The Tax Swap Plan Is Dying; Where Does Jindal Go From Here?

Before we get too far into this piece, a few things which ought to be understood…

1. I am, and have been for a very long time, a vociferous and passionate supporter of the idea of getting rid of Louisiana’s state income tax. Having an income tax when Texas is next door without one isn’t just dumb, it’s suicidal. And it’s the number one reason why Texas has seen skyrocketing economic growth, to a large degree at our expense. I’m willing to support almost any plan to get rid of the state income tax; if it means an increase in sales taxes to make up the revenues I can live with that and it might even be the best way to go.

2. I’m a fan, of sorts, of the idea of a consumption-based tax. An income tax is a tax on work, and it’s inherently redistributive. The idea of taxing productive economic activity which generates income or revenue has always been far inferior to taxing consumptive activity; we want people to save and invest, because that’s how jobs are created and wealth and capital can accumulate. Moving to something along the lines of a “Fair Tax” for Louisiana to replace the state income tax is, at a conceptual level, not unattractive. It might not be easy to implement, but it’s not unattractive.

3. Much of the opposition to the tax plan being pushed by Gov. Bobby Jindal at present is not only ideological but sinister. Anything you read or hear from the Louisiana Budget Project, for instance, or these suddenly-expert-on-tax-policy preachers around the state is nothing but left-wing Astroturf. It’s funded by the usual suspects – left-wing foundations like Tides or Open Society – and it’s affiliated with Alinsky groups like PICO or the Industrial Areas Foundation. You’ll never hear about that from the mainstream media in this state, because they’re overtaken with a criminal unwillingness to dig down and accurately depict who these people are.

All that said, the tax plan is getting killed in the legislature, and it’s perhaps not unjustifiable for it to have happened. The word is that Rep. Joel Robideaux, the sponsor of the bill containing the tax plan, is on the verge of pulling it.

The Baton Rouge Business Report has a piece this afternoon on the budding demise of the plan…

“It doesn’t seem there is much support for increasing the sales tax and without that it will be difficult to accomplish the other things that have been proposed,” Speaker Pro Temp Walt Leger, D-New Orleans tells Daily Report. “It will be very difficult to pass the proposal as written.”

Leger’s comments came on a day when the halls of the Capitol were abuzz with speculation about the demise of the tax package and what the Jindal administration might be doing behind the scenes to try to salvage it. The talk was fueled, at least in part, by the cancellation of this morning’s House Ways and Means committee meeting.

** TASKS TO CARRY OUT **
(1) In the records, reproduce every line from the one containing "Where can you see the gray" through the final line, with the requests included. Scale each answer's pixel coordinates by 1.7 and round to whole numbers with halves going up, while leaving the requests and their sample coordinates unchanged.
(2) Continue the piece on Jindal's tax swap plan, starting after its last sentence.
The Louisiana tax piece above has no connection to the records that follow.

** EXERCISE INPUT **
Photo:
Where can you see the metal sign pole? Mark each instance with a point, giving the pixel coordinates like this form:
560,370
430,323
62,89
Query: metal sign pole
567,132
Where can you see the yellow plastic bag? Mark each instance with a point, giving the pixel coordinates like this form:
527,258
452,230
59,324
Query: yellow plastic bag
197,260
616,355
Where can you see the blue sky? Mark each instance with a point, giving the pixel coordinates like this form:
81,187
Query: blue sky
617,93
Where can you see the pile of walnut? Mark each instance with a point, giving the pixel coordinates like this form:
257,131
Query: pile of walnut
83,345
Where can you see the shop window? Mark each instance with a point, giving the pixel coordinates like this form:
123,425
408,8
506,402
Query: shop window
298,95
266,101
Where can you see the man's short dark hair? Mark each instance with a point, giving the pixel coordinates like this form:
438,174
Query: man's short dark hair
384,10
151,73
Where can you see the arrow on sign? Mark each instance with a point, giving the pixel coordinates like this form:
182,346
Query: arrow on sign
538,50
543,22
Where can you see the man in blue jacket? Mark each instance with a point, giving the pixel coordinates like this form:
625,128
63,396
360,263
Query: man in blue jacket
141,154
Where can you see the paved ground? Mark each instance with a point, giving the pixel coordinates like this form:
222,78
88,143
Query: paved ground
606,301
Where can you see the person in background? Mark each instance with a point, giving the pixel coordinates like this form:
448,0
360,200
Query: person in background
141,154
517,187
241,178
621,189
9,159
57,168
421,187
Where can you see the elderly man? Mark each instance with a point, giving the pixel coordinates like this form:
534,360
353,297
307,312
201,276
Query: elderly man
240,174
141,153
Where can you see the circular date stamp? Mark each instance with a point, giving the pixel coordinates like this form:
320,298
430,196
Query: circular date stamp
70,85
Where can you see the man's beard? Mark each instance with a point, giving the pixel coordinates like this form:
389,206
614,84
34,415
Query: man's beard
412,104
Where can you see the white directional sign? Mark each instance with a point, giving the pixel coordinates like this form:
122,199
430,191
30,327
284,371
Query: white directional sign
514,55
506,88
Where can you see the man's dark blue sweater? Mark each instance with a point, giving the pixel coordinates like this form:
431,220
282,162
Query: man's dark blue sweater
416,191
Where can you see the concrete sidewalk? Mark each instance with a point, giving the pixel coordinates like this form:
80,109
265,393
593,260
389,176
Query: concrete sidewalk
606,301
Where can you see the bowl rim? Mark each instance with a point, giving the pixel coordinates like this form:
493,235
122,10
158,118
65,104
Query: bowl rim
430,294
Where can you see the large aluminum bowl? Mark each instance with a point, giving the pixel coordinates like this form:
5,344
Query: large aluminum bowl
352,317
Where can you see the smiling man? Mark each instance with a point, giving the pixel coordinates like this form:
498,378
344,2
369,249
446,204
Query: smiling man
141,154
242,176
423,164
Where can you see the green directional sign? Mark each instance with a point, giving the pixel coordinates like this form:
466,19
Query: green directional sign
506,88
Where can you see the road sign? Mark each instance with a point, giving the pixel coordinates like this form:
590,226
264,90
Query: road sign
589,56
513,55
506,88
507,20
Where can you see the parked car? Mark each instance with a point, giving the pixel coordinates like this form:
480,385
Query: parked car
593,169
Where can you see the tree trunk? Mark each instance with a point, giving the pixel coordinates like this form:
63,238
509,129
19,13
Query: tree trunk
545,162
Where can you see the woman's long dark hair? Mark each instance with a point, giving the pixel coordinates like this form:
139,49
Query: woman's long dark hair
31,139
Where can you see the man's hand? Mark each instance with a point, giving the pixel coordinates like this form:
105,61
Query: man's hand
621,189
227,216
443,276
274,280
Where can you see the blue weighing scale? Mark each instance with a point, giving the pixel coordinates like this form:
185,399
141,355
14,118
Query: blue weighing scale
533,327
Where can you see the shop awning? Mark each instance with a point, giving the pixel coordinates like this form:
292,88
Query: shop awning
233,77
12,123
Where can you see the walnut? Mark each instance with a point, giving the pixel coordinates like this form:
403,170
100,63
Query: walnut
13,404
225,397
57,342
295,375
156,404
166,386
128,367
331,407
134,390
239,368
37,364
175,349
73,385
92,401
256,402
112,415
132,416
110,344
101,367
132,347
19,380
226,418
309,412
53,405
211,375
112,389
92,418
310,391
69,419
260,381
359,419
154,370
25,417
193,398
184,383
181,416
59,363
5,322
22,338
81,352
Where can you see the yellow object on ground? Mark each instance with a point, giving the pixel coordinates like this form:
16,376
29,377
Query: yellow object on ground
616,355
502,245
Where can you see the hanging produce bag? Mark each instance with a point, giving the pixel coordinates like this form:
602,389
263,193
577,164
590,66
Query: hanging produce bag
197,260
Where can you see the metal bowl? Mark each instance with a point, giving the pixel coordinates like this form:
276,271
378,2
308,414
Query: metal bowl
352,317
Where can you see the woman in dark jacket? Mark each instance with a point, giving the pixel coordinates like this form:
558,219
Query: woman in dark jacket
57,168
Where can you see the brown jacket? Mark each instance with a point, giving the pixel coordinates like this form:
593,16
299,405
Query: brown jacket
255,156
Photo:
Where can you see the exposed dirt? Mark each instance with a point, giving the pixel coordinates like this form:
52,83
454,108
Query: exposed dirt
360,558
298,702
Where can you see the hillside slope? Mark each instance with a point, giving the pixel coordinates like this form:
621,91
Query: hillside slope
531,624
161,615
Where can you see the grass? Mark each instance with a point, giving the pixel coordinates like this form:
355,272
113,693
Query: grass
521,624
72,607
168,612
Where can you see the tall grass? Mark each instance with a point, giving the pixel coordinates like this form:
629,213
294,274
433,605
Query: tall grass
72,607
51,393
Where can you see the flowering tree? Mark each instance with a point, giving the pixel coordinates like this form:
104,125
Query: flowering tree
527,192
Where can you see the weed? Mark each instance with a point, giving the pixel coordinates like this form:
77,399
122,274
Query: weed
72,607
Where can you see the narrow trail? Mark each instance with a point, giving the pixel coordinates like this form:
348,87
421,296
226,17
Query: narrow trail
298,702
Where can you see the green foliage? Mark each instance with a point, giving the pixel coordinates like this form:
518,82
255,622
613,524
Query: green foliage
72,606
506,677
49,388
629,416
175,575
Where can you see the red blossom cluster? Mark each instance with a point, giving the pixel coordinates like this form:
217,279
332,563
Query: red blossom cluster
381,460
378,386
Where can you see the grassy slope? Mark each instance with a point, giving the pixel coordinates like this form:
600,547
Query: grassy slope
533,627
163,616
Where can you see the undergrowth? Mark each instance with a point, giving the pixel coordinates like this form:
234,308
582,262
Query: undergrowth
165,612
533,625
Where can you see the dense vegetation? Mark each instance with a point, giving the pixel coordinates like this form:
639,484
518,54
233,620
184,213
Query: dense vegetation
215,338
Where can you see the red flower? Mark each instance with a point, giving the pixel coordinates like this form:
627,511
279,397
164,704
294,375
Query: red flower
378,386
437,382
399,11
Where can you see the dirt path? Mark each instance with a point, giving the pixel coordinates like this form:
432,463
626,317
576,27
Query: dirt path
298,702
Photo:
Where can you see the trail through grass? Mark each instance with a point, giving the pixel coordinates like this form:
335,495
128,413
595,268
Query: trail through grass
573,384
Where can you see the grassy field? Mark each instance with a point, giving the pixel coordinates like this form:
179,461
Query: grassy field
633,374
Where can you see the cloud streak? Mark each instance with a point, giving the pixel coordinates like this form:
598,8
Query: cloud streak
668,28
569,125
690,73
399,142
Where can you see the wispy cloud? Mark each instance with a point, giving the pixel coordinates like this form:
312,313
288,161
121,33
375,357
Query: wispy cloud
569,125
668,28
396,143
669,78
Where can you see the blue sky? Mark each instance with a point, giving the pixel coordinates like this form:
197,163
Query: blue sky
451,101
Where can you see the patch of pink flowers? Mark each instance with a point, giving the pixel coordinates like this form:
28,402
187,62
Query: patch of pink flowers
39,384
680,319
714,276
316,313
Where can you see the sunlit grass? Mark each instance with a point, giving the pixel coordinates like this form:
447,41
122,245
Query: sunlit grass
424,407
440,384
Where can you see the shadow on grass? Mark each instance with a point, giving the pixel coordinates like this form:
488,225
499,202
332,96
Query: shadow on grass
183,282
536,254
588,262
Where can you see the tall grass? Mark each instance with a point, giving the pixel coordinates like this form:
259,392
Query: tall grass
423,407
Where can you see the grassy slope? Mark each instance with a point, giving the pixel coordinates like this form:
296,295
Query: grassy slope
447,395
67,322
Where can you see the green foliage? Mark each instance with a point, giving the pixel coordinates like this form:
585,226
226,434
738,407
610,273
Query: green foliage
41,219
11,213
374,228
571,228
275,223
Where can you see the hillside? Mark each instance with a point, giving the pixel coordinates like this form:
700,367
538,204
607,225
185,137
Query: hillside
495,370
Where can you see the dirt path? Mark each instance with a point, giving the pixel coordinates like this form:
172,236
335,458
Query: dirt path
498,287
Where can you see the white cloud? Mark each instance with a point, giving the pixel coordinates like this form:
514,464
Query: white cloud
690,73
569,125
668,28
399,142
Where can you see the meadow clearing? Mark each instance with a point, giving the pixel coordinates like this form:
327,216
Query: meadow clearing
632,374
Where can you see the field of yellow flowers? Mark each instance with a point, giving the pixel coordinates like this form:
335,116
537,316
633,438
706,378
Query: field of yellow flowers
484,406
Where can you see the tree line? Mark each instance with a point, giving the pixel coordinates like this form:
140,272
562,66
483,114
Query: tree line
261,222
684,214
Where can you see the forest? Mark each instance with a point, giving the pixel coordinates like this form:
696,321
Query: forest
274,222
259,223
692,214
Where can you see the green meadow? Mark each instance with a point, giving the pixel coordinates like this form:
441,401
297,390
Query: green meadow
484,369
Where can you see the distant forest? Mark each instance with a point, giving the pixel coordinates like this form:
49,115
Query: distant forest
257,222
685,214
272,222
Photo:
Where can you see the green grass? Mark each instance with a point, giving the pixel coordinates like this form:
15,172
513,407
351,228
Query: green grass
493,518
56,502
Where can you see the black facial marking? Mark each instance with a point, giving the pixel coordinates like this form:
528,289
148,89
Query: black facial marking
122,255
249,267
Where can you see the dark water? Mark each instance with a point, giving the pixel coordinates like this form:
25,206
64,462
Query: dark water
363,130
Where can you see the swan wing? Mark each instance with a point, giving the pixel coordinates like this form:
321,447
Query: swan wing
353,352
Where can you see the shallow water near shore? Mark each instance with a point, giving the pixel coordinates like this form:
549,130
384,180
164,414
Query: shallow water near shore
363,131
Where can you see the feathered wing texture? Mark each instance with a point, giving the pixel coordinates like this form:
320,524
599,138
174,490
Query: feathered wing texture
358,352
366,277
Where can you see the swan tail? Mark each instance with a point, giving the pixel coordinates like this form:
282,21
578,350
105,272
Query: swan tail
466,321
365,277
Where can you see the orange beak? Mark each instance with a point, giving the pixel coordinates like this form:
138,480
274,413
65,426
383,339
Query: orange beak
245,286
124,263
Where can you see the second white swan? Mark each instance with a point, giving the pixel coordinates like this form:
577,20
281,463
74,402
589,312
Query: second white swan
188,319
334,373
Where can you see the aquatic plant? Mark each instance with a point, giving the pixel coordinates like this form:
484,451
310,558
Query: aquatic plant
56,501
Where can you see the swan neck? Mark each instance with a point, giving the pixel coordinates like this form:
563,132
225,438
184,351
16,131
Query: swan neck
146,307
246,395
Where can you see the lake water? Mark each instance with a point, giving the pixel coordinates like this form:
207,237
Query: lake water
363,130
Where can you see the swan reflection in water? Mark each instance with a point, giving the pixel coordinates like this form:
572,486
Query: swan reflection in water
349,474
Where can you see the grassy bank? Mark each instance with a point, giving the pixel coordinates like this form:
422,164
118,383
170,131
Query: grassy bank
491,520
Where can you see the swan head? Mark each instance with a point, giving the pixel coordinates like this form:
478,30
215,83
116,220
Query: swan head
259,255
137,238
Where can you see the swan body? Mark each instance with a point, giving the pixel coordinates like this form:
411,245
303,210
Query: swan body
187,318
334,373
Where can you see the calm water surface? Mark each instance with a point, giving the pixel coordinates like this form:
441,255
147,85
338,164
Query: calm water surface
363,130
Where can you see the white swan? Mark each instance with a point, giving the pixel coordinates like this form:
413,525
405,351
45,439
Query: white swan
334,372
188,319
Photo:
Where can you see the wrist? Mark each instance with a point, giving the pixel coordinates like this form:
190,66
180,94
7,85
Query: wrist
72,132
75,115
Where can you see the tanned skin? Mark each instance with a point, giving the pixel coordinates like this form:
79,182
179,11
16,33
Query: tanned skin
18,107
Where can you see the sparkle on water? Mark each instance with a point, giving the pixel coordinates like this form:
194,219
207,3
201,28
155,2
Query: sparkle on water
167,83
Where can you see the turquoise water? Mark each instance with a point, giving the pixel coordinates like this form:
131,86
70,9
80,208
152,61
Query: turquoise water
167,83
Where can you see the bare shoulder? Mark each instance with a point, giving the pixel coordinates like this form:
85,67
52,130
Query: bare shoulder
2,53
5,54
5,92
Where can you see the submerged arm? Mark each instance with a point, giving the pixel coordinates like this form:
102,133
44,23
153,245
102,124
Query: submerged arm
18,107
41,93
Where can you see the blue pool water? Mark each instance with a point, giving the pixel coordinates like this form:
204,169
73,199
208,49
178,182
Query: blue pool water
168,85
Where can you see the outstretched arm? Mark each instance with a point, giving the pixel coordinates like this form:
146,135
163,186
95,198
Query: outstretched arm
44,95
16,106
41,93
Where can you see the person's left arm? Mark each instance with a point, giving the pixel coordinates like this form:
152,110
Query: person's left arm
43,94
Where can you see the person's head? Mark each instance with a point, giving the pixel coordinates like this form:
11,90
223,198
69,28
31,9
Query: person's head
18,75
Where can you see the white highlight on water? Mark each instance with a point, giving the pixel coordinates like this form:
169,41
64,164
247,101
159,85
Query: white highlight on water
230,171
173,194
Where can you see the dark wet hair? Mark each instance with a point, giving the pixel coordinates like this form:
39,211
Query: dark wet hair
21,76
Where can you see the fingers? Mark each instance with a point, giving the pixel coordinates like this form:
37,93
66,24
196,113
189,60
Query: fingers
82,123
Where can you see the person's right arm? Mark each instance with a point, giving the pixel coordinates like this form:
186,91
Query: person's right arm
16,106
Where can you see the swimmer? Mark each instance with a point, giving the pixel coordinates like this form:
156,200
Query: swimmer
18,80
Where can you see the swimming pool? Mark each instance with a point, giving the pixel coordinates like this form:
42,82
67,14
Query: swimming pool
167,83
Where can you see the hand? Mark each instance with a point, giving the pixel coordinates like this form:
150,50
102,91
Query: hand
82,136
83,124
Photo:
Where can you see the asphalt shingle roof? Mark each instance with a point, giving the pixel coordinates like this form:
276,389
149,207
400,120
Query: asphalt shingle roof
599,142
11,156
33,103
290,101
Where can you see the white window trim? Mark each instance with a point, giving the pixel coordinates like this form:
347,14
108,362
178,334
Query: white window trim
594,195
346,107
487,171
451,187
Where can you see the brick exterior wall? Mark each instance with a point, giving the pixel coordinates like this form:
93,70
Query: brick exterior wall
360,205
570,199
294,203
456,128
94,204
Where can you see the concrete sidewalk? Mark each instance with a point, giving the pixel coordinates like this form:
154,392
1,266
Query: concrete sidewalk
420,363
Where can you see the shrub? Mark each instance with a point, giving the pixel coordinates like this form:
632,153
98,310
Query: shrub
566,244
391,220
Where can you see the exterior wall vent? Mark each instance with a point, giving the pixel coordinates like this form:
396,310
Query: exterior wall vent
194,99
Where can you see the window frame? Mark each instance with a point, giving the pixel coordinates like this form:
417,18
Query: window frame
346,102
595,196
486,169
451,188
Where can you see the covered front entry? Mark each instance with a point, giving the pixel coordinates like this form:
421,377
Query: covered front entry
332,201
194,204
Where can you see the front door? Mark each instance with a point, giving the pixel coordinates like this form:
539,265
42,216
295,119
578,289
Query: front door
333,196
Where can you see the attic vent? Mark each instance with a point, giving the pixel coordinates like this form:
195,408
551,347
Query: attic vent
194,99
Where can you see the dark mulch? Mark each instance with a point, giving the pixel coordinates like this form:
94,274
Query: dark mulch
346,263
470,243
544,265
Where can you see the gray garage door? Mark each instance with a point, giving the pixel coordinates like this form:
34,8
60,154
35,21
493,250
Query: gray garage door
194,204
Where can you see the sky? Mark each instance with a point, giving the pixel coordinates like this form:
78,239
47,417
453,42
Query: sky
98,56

** RESULTS OF THE EXERCISE **
(1)
Where can you see the gray garage door? Mark each instance with a point, giving the pixel coordinates like this form:
34,8
60,154
35,21
493,250
Query: gray garage door
330,347
Where can you see the sky? Mark each instance with a point, giving the pixel coordinates like this form:
78,239
47,417
453,42
Query: sky
167,95

(2)
House Speaker Chuck Kleckley says the meeting was cancelled because lawmakers want to see a detailed financial analysis of the tax package from the Legislative Fiscal Office before voting on anything. Kleckley also says even though the session begins Monday, lawmakers will not take up Jindal’s tax bills until they get the so-called fiscal notes on the legislation from the Legislative Fiscal Office, which could take two weeks or more.

A little more, this time from the Times-Picayune

House Speaker Chuck Kleckley said lawmakers will rely on numbers provided by legislative staff, and not those put forward by the administration, when gauging the effects of Gov. Bobby Jindal’s tax swap proposal. But without “accurate” numbers about the proposal, lawmakers cannot begin debating the merits of the plan, Kleckley said.

“There’s so many confusing, so many conflicting stories on the numbers we think it’s very, very important to get those numbers correct,” Kleckley said.

The speaker’s comments, made during a traditional pre-session lunch with members of the media, came as various groups have challenged the figures administration officials have used when touting the plan, which would swap the state’s income tax for a higher, broader sales tax.

And in the meantime the Louisiana Democrat Party is gleefully repeating a wild rumor on Facebook

DEVELOPING: Jindal trying to remove Rep. Robideaux as Chair of Ways and Means for pulling the Jindal Tax Swap Bill. Jindal’s signature legislation for this session appears to be on Life Support

What sent this thing into a tailspin was a pair of events from last week.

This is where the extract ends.